- **Brano riportato**:
-------------------------
L’ho ascoltato parecchio, poi tempo dopo uscì un singolo chiamato “LAZARUS” che era una specie di suite che partiva quasi reggae e poi diventava una cosa molto tipo i Beatles con una linea melodica e una introduzione di ottoni (ancora!) davvero notevole.

 

Quella canzone sarebbe stata anche, ma in una versione più corta almeno credo, nel loro secondo LP, che si chiamava “Giant Steps” come il disco di Coltrane e io me lo sentii mentre ero militare, registrato su una cassetta dove c’era soltanto quello e qualche pezzo alla fine del secondo lato di gruppi inglesi misti tipo Dr. Phibes & The House of Wax Equations o i Revolver, tanto per finire il lato.

 

Disco molto bello, più pulito del primo, penso di averlo messo come “disco dell’anno” nella playlist di fine anno mia anche se fu una cosa fatta più per compensazione del fatto di aver ascoltato il precedente dopo averlo escluso dalle playlist di fine anno e queste son cose che in radio ti senti di dover espiare.
-------------------------
- **Record forniti**:
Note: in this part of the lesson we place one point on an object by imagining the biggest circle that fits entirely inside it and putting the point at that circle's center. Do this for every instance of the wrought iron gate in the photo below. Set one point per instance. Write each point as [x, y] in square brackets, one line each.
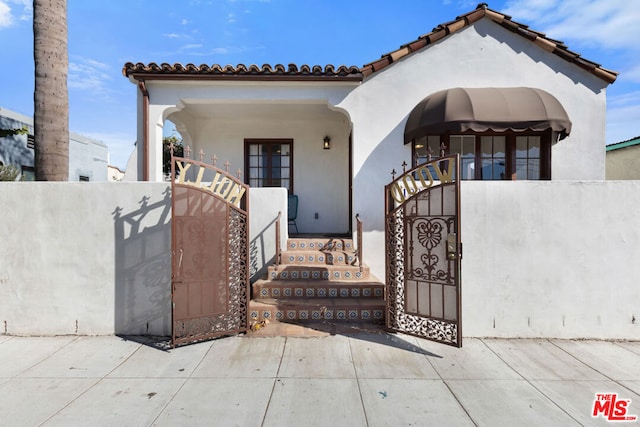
[423, 251]
[210, 266]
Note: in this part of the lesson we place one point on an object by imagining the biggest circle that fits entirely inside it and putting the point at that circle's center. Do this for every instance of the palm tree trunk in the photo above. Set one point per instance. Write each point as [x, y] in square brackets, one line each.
[51, 97]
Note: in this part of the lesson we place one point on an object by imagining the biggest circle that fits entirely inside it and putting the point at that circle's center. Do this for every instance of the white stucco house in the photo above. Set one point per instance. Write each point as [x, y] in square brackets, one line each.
[234, 112]
[541, 244]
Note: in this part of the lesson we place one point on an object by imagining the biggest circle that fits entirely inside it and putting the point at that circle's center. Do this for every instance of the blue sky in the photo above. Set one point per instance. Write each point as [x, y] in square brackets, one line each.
[104, 35]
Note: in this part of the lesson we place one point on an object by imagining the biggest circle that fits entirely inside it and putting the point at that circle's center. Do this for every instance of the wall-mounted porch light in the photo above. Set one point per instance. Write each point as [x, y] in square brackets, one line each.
[327, 143]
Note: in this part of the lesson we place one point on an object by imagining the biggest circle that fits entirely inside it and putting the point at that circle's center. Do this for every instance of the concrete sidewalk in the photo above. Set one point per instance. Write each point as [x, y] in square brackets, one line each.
[359, 379]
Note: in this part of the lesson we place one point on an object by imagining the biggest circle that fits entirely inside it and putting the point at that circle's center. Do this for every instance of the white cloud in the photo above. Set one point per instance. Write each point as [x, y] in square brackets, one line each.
[6, 18]
[611, 24]
[632, 74]
[8, 14]
[623, 115]
[120, 145]
[90, 76]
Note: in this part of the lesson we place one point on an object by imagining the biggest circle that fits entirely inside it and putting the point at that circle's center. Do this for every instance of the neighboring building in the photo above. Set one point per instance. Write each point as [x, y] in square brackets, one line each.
[115, 174]
[623, 159]
[87, 157]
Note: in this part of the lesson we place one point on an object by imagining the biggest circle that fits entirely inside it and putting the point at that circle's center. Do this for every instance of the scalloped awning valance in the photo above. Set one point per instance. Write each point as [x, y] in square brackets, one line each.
[487, 109]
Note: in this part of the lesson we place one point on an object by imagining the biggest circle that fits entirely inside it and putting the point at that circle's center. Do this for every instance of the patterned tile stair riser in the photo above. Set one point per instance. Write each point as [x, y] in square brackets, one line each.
[318, 280]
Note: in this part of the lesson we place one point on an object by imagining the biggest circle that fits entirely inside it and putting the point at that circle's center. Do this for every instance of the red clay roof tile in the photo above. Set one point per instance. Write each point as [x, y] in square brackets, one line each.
[342, 72]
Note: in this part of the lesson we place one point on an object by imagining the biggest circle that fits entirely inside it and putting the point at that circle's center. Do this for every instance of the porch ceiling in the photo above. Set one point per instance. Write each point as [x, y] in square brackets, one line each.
[257, 110]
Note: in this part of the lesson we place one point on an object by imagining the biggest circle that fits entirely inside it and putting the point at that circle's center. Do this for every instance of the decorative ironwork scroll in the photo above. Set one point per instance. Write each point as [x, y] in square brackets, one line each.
[210, 238]
[423, 251]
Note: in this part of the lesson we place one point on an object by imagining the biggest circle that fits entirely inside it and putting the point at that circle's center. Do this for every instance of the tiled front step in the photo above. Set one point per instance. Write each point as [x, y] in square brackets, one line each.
[307, 272]
[338, 309]
[320, 244]
[318, 258]
[316, 289]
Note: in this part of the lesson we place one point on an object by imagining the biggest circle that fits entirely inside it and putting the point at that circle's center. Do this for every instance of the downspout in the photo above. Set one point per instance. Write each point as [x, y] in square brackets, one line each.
[145, 129]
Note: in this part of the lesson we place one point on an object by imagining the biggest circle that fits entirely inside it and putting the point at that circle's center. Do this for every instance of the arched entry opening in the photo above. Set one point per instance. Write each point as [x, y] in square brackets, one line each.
[499, 133]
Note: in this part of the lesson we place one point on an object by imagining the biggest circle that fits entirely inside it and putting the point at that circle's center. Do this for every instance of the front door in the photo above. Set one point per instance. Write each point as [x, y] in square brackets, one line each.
[423, 251]
[210, 265]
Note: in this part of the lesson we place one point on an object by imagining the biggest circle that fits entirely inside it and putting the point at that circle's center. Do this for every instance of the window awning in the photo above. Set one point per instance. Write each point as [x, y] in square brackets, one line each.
[482, 109]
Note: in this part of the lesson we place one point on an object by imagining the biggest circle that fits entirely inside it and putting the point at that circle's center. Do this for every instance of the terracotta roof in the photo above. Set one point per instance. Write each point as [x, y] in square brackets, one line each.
[624, 144]
[342, 72]
[482, 11]
[267, 71]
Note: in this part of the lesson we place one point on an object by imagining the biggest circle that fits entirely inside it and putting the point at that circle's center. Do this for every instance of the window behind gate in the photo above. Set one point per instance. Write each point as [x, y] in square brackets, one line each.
[269, 163]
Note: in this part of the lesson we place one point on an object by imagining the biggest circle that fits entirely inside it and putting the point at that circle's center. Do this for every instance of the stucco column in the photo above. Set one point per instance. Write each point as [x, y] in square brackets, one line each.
[155, 128]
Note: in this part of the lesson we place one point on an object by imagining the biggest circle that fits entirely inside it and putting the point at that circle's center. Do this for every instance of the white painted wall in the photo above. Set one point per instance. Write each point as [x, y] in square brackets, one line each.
[321, 177]
[551, 259]
[481, 55]
[541, 259]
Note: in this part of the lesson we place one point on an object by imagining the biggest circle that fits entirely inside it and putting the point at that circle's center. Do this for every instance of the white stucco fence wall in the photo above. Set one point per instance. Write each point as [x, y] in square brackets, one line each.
[541, 259]
[95, 258]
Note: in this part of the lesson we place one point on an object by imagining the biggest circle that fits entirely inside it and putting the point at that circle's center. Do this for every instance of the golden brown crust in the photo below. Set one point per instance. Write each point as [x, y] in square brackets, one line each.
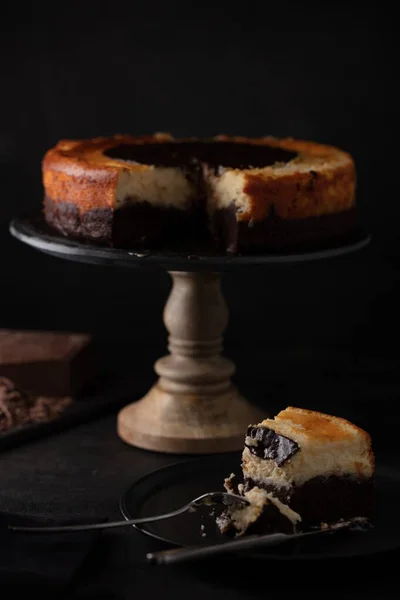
[320, 180]
[324, 426]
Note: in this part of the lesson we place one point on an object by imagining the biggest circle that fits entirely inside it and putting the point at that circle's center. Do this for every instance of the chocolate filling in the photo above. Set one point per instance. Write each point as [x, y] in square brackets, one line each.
[189, 154]
[326, 499]
[268, 444]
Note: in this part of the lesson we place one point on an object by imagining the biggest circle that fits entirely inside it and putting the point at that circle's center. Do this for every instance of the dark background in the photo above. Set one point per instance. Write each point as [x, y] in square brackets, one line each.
[319, 335]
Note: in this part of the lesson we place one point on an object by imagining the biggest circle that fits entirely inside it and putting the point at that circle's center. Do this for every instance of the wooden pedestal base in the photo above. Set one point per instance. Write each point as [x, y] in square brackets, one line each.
[193, 408]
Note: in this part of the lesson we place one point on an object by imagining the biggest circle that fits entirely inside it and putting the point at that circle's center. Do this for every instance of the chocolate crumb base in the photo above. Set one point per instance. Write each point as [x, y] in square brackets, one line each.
[137, 225]
[276, 234]
[326, 499]
[142, 225]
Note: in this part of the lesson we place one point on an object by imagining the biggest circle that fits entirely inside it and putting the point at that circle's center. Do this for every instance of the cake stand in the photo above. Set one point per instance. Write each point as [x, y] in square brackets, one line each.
[193, 407]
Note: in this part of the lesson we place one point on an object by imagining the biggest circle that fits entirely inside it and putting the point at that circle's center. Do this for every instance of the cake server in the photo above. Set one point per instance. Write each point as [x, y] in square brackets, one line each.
[251, 542]
[209, 498]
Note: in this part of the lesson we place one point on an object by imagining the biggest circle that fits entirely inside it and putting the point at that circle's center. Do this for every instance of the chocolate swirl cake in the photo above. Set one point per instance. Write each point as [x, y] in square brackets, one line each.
[226, 193]
[313, 469]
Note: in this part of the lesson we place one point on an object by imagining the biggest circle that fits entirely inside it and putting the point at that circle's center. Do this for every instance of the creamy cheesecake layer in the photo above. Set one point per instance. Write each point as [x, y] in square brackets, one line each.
[162, 187]
[325, 446]
[238, 194]
[260, 501]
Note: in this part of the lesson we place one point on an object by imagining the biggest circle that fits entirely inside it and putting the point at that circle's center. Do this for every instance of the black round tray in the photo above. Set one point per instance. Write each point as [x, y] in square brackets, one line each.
[33, 230]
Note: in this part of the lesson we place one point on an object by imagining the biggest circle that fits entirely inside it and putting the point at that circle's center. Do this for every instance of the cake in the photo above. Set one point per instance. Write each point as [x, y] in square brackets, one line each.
[317, 466]
[229, 194]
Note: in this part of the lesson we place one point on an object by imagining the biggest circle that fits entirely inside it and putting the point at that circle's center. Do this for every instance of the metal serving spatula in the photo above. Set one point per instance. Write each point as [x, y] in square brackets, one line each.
[205, 499]
[251, 542]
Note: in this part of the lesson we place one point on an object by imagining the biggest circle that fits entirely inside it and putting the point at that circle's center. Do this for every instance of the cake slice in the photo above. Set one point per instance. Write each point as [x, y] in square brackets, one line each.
[318, 466]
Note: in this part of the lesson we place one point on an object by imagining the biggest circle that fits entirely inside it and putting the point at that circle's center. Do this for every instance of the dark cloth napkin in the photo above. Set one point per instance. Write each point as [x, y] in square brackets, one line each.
[46, 563]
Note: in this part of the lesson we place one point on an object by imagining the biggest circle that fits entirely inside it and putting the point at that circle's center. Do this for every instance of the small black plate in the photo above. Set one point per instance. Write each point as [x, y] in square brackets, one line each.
[170, 487]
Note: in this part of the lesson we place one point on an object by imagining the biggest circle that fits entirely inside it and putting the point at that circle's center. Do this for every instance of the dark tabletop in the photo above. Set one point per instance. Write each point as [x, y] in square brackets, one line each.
[84, 471]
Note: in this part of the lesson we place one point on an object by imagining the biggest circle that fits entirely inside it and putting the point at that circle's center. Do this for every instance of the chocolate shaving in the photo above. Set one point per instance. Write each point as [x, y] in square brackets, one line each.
-------------------------
- **Consegne da svolgere**:
**A)** Individua e ricopia ogni riga dei record che contiene la stringa "below". Tieni conto di maiuscole e minuscole.
**B)** Scrivi il seguito del brano sul disco «Giant Steps», riprendendo subito dopo la sua ultima frase.

- **Risposte per consegna**:
**A)**
Note: in this part of the lesson we place one point on an object by imagining the biggest circle that fits entirely inside it and putting the point at that circle's center. Do this for every instance of the wrought iron gate in the photo below. Set one point per instance. Write each point as [x, y] in square brackets, one line each.
Note: in this part of the lesson we place one point on an object by imagining the biggest circle that fits entirely inside it and putting the point at that circle's center. Do this for every instance of the golden brown crust in the photo below. Set one point per instance. Write each point as [x, y] in square brackets, one line each.

**B)**
 

Poi, qualche anno dopo, uscì “My friend Boo”.

 

Arrivai in radio con aspettative altissime e partì questa canzone che porco cane, sembrava un singolo dei Take That. Faceva schifo al cazzo. Ci rimasi malissimo. Li scaricai subito, ci misi una pietra sopra. Una roba tipo  vedere la tua ragazza che sta chiavando con un altro mentre ti ride in faccia.

 

Poi fecero un altro album, si chiamava “C’mon Kids” ma io non lo ascoltai neanche, basta. Con me avevano chiuso.

 

Ogni tanto, quando qualcuno tira in ballo i Boo Radleys, la prima canzone che salta fuori nel discorso da un sacco dei miei amici è quella merda di “Wake up Boo” e non avete idea di quanto questa cosa mi faccia incazzare.

 

(Ho deciso che tengo un solo disco in macchina alla volta, a parte quando faccio dei viaggi molto lunghi, e che ogni tanto ne parlo qui sopra. Questo è il numero uno ed è “Everything’s alright forever” dei Boo Radleys)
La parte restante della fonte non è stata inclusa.